*GOAL OF THE EXERCISE:*
Would you copy out only the lines from the one with "Could you please spot the stethoscope" to the end of the records, exactly as they stand?

(Records from a collection)
_ _ _ _

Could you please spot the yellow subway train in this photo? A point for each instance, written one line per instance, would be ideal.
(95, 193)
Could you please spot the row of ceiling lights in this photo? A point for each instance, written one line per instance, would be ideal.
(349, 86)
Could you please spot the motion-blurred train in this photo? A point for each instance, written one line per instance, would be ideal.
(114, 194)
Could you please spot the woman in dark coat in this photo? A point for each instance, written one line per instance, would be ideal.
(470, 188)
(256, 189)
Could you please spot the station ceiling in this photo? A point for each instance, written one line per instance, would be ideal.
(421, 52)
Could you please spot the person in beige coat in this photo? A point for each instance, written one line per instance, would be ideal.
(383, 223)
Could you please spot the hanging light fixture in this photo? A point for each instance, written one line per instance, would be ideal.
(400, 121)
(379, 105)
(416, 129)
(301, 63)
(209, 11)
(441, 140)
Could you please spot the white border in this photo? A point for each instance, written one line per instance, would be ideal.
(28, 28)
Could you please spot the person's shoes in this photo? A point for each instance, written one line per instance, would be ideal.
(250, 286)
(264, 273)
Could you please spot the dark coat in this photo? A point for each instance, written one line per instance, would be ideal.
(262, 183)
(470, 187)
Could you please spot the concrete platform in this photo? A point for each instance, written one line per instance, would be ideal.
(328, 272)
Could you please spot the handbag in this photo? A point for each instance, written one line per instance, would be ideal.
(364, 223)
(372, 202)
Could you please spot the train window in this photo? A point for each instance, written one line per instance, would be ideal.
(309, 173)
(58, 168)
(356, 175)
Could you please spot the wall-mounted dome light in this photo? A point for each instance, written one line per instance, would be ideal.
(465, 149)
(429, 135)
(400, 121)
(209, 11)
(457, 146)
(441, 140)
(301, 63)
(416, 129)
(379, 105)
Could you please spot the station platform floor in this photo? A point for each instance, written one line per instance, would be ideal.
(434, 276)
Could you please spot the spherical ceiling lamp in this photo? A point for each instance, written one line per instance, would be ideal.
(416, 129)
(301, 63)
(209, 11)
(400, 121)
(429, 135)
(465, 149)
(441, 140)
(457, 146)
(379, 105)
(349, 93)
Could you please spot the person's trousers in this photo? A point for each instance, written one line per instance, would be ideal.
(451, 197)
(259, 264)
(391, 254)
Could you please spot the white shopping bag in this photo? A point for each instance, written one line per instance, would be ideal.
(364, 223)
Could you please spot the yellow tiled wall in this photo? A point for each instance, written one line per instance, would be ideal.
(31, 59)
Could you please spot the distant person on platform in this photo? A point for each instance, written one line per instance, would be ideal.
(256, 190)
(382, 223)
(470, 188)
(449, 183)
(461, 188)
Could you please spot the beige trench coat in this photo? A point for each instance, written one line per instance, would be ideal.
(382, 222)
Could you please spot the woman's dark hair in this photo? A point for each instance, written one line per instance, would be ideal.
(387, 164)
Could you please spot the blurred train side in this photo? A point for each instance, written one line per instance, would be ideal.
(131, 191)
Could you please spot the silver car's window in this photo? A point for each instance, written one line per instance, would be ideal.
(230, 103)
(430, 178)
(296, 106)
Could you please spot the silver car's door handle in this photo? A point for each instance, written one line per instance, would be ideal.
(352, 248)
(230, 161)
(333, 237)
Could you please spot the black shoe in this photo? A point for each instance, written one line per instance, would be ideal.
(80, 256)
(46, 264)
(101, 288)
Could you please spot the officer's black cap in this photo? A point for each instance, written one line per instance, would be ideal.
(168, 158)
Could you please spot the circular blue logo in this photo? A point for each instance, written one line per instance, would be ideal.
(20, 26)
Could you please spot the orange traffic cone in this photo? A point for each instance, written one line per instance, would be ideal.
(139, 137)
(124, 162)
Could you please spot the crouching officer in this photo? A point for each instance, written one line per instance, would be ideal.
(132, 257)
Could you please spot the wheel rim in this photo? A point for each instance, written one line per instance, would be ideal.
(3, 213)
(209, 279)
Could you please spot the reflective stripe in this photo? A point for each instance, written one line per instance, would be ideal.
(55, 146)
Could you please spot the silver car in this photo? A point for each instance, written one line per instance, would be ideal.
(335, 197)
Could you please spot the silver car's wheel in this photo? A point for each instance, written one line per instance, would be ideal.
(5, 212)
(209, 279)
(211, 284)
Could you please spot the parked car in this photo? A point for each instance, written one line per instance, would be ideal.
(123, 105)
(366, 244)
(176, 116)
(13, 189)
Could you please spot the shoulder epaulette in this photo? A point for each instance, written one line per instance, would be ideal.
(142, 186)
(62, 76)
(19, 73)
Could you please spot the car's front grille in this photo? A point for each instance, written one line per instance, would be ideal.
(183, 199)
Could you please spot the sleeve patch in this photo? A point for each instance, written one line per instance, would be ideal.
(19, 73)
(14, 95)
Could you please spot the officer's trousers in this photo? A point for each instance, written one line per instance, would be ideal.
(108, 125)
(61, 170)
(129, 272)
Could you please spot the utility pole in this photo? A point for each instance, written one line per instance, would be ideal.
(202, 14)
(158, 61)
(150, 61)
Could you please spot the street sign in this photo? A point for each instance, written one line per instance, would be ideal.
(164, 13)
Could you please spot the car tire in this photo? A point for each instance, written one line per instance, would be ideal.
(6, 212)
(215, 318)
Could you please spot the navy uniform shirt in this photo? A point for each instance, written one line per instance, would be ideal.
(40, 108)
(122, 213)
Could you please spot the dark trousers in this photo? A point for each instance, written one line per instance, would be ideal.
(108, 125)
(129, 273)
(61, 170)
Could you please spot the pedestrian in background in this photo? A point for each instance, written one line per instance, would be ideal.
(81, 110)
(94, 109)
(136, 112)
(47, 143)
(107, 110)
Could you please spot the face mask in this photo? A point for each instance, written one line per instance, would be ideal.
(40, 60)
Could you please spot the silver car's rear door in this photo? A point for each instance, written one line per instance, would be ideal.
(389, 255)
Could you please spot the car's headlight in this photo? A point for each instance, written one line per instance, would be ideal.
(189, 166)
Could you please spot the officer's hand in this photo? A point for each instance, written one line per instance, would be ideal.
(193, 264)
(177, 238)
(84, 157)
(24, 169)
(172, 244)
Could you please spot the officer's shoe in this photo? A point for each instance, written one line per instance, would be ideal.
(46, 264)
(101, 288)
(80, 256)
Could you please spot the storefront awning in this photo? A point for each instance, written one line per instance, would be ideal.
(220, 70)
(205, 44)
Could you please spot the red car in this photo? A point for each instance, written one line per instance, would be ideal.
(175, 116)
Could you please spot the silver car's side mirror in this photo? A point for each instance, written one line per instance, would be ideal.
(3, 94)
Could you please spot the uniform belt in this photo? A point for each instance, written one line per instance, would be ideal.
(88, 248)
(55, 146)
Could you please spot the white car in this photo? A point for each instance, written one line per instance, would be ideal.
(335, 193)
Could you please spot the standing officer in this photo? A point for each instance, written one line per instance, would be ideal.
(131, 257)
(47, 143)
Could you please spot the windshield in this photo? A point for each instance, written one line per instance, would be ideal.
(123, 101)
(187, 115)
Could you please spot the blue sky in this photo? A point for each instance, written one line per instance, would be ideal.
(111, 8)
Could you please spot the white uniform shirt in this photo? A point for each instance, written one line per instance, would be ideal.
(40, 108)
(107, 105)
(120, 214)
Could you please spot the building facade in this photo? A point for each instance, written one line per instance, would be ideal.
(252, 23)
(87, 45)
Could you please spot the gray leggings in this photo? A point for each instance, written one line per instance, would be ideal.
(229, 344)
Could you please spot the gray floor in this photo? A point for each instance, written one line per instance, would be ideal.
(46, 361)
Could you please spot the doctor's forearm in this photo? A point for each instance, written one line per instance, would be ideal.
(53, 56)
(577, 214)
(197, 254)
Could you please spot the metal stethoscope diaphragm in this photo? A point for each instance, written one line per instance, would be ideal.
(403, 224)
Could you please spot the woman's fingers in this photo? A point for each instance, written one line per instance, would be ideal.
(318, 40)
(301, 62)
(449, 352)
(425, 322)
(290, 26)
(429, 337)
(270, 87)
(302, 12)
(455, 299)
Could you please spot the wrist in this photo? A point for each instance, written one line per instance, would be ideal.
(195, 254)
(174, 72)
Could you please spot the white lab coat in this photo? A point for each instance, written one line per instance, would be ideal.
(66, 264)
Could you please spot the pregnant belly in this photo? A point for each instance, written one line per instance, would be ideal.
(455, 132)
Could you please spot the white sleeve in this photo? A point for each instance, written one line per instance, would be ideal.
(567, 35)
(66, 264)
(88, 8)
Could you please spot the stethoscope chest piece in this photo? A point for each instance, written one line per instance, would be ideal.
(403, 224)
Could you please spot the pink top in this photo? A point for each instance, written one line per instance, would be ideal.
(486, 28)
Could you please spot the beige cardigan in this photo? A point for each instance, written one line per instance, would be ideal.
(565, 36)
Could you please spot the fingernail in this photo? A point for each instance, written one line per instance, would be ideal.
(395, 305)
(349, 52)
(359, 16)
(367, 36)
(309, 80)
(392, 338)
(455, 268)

_ _ _ _

*WRITTEN ANSWER:*
Could you please spot the stethoscope chest piece in this photo? A point for each instance, written one line per instance, would be ideal.
(403, 224)
Could you please spot the pink top in this photo? A point for each instance, written one line per instance, would be ideal.
(486, 28)
Could you please spot the beige cardigan in this photo? A point for each instance, written one line per instance, would be ideal.
(565, 36)
Could you please spot the fingernail in this photo? A point for each instance, written one line per instance, would be ideal.
(395, 305)
(349, 52)
(359, 16)
(367, 36)
(309, 80)
(392, 338)
(455, 268)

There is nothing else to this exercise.